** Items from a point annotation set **

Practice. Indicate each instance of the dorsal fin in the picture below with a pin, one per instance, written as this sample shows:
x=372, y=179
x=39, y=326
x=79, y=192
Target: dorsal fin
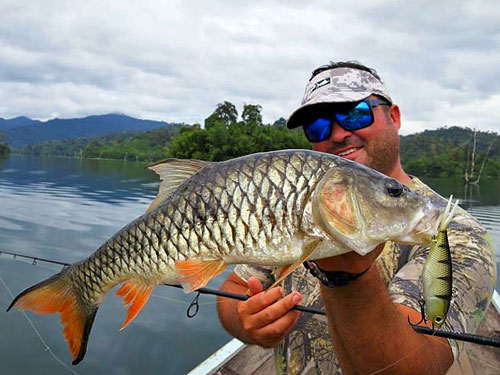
x=173, y=172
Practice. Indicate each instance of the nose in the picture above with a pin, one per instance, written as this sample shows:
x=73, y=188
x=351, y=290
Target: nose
x=339, y=133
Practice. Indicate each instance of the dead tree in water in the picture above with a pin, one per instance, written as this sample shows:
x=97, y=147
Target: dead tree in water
x=471, y=160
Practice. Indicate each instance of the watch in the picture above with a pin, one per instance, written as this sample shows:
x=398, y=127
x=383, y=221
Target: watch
x=332, y=279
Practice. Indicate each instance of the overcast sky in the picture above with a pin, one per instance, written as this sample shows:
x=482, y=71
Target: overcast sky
x=174, y=60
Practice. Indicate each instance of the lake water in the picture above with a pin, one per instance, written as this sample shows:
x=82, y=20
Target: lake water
x=63, y=209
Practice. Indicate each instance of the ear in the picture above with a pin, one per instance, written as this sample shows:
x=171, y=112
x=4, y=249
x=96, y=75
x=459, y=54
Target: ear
x=395, y=115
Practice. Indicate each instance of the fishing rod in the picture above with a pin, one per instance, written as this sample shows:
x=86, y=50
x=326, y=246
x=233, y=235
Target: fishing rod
x=194, y=308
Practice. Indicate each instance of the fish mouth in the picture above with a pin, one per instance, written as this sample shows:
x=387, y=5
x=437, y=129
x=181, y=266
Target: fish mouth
x=429, y=223
x=348, y=152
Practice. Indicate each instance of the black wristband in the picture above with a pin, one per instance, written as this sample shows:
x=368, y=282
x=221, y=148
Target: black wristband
x=332, y=279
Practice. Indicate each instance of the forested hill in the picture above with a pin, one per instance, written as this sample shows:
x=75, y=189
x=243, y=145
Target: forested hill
x=445, y=151
x=20, y=131
x=226, y=135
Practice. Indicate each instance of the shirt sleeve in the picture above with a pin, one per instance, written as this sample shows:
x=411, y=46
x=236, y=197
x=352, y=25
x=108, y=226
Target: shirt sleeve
x=474, y=277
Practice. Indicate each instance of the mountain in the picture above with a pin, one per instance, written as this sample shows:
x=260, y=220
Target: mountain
x=20, y=131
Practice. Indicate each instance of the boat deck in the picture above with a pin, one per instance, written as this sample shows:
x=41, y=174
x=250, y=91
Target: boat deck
x=241, y=359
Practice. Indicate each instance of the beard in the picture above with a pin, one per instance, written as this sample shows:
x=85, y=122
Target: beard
x=383, y=150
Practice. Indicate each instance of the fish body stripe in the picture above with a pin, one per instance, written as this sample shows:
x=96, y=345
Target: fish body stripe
x=211, y=215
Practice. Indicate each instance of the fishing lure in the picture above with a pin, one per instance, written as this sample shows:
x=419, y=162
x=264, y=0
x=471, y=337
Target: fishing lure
x=438, y=271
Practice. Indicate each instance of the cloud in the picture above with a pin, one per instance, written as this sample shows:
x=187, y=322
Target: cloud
x=176, y=60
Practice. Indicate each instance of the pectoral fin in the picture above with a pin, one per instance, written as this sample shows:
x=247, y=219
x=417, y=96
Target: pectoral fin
x=307, y=251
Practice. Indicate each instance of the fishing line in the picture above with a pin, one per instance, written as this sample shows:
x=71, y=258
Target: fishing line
x=47, y=348
x=476, y=339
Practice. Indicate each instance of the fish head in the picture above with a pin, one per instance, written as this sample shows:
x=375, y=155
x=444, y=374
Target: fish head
x=363, y=208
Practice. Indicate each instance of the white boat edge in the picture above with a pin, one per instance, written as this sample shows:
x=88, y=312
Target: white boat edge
x=233, y=347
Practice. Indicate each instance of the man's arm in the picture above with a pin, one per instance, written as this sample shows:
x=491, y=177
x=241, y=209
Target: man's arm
x=370, y=332
x=264, y=319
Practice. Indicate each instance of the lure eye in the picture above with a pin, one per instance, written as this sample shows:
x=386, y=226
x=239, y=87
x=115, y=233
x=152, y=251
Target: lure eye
x=394, y=188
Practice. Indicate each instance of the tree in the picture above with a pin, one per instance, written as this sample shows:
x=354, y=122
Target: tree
x=251, y=114
x=280, y=122
x=225, y=113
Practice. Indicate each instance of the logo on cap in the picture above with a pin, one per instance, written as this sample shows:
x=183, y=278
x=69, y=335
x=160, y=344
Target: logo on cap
x=317, y=85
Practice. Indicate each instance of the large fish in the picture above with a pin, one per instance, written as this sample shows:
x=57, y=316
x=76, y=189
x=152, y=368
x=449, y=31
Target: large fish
x=278, y=208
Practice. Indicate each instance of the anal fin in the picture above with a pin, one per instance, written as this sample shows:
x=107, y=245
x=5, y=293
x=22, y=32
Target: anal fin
x=307, y=251
x=195, y=274
x=135, y=295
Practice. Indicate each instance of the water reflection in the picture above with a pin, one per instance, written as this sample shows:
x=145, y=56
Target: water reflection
x=63, y=209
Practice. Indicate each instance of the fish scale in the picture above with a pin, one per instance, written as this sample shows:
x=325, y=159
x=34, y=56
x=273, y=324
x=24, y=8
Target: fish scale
x=263, y=209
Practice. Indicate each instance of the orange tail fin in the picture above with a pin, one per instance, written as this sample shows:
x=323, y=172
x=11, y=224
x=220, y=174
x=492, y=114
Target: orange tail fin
x=54, y=295
x=195, y=274
x=134, y=294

** WHAT TO WORK ON **
Return all of the items above word for word, but leave the pictures out of your answer.

** TASK OUTPUT **
Practice. Indicate each instance of the dorsal fin in the picture below with a pin, one per instance, written as this sample shows:
x=372, y=179
x=39, y=326
x=79, y=192
Target: dorsal fin
x=173, y=172
Practice. Indicate each instance of the nose in the picture above with a pin, one per instance, written as this sample shows:
x=73, y=188
x=351, y=290
Target: nose
x=339, y=133
Practice. Indicate each instance of the dead tree in water in the picture above with a pin, one per instance, written as this sample shows:
x=97, y=147
Target: dead tree in water
x=471, y=160
Practice. Indicate each instance of the watch in the picture above with a pin, one per instance, written as this sample shows:
x=398, y=127
x=383, y=221
Target: watch
x=332, y=279
Practice. Indicate each instance of the overcast sky in the picture above with a pin, one per instance, written as this sample shows:
x=482, y=71
Target: overcast sky
x=174, y=60
Practice. Indicate each instance of the lake water in the picture above with a pin, one per instance, written as this sample shows:
x=82, y=20
Target: lake water
x=63, y=209
Practice. Indicate each instance of the ear in the picture above with a pin, one per instance, written as this sample shows:
x=171, y=112
x=4, y=249
x=96, y=75
x=459, y=54
Target: ear
x=395, y=115
Practice. Indicate each instance of the fishing rod in the picture above with a pin, one per instance, written as this sample shows:
x=86, y=50
x=326, y=246
x=233, y=235
Target: fishing rod
x=194, y=308
Practice. Indicate each instance of the fish mouth in the picture above with a pin, one per instance, written as this sample shows:
x=387, y=5
x=437, y=129
x=181, y=266
Target: fish mouth
x=429, y=223
x=348, y=152
Practice. Indicate each instance of the black wristband in the picture above with a pin, one per instance, written as this sample shows:
x=368, y=282
x=221, y=148
Target: black wristband
x=332, y=279
Practice. Indicate each instance of the forested hill in the picture above with a pin, one per instance, written as this sample shows:
x=75, y=189
x=243, y=145
Target: forested hill
x=445, y=151
x=20, y=131
x=226, y=135
Practice. Indicate each instance of the shirt sleeve in the picture above with a pin, one per instance, written as this sample shows:
x=411, y=46
x=236, y=197
x=352, y=25
x=108, y=226
Target: shirt sleeve
x=474, y=277
Practice. Indicate each instance of the mountain in the picture above with a pin, one per instance, written as this sample shows:
x=260, y=220
Target: mountain
x=20, y=131
Practice. Indicate each instance of the boat deck in the picture above with a pin, one per instance, written as this sample shows:
x=41, y=174
x=250, y=91
Target: boat deck
x=241, y=359
Practice. Indicate each instance of the beard in the picture above with a pin, one per instance, written as this sample shows:
x=85, y=122
Target: beard
x=383, y=150
Practice. Indicate each instance of the fish body stripe in the picture above with a pin, one per instance, written as this sample shows:
x=96, y=345
Target: fish body stripe
x=211, y=215
Practice. Indicate each instance of the fishing lure in the picture above with a pin, one per instance, written as this sample shows:
x=419, y=162
x=264, y=0
x=471, y=337
Target: fishing lure
x=438, y=271
Practice. Indicate each instance of the cloud in the picture above with a pin, one per instance, written as this sample shows:
x=187, y=322
Target: cloud
x=176, y=60
Practice. Indicate each instance of the pectoral fin in the picture above with a pin, one per instance, written as this sample shows:
x=247, y=219
x=417, y=96
Target: pectoral fin
x=307, y=251
Practice. Indicate each instance of the fishing line in the picture above with a pin, one per instance, written as this sample shows:
x=71, y=258
Target: fishing line
x=47, y=348
x=476, y=339
Practice. Indicate each instance of the fish head in the picture above with a pin, one per instance, written as this sample shows:
x=375, y=155
x=444, y=374
Target: fish head
x=363, y=208
Practice. Indicate each instance of the white boat edge in the picture above with a pin, one per instance, written as this sample shows:
x=88, y=312
Target: white boat edge
x=233, y=347
Practice. Indicate each instance of the man's arm in the picture above with a pin, one per instance, written as this sample shows:
x=491, y=177
x=241, y=209
Target: man's arm
x=370, y=332
x=264, y=319
Practice. Indicate each instance of the lure eye in the picture above with a pin, one per instance, written as this sample shows:
x=386, y=226
x=239, y=87
x=115, y=233
x=152, y=251
Target: lure eye
x=394, y=188
Practice. Indicate each instance of the tree in the picture above with a pin, one per instance, written as this sample shows:
x=354, y=122
Target: tree
x=251, y=114
x=280, y=122
x=225, y=113
Practice. Indicate each instance of the logo on cap in the picture above with a pin, one per instance, written as this sample shows:
x=183, y=278
x=69, y=335
x=160, y=344
Target: logo on cap
x=317, y=85
Practice. Indicate each instance of the large fish in the picture above with a pin, one per instance, written as this sample shows:
x=57, y=316
x=76, y=189
x=152, y=368
x=449, y=31
Target: large fish
x=278, y=208
Practice. Indicate each instance of the anal fin in the picture above with a pin, one per instance, written as this sample shows:
x=107, y=245
x=5, y=293
x=22, y=32
Target: anal fin
x=307, y=251
x=195, y=274
x=135, y=295
Practice. Indicate each instance of the water reflection in the picture above with a pin, one per instance, written as this sample shows:
x=145, y=56
Target: water reflection
x=63, y=209
Practice. Indicate each instance of the fish scale in the picture above with a pin, one per instance, written as this sample shows:
x=325, y=159
x=34, y=56
x=273, y=324
x=24, y=8
Target: fish scale
x=263, y=209
Practice. Indicate each instance of the orange tail fin in the picture above with a pin, one per instance, written as this sample shows:
x=323, y=172
x=11, y=224
x=220, y=174
x=492, y=114
Target: orange tail fin
x=54, y=295
x=195, y=274
x=134, y=294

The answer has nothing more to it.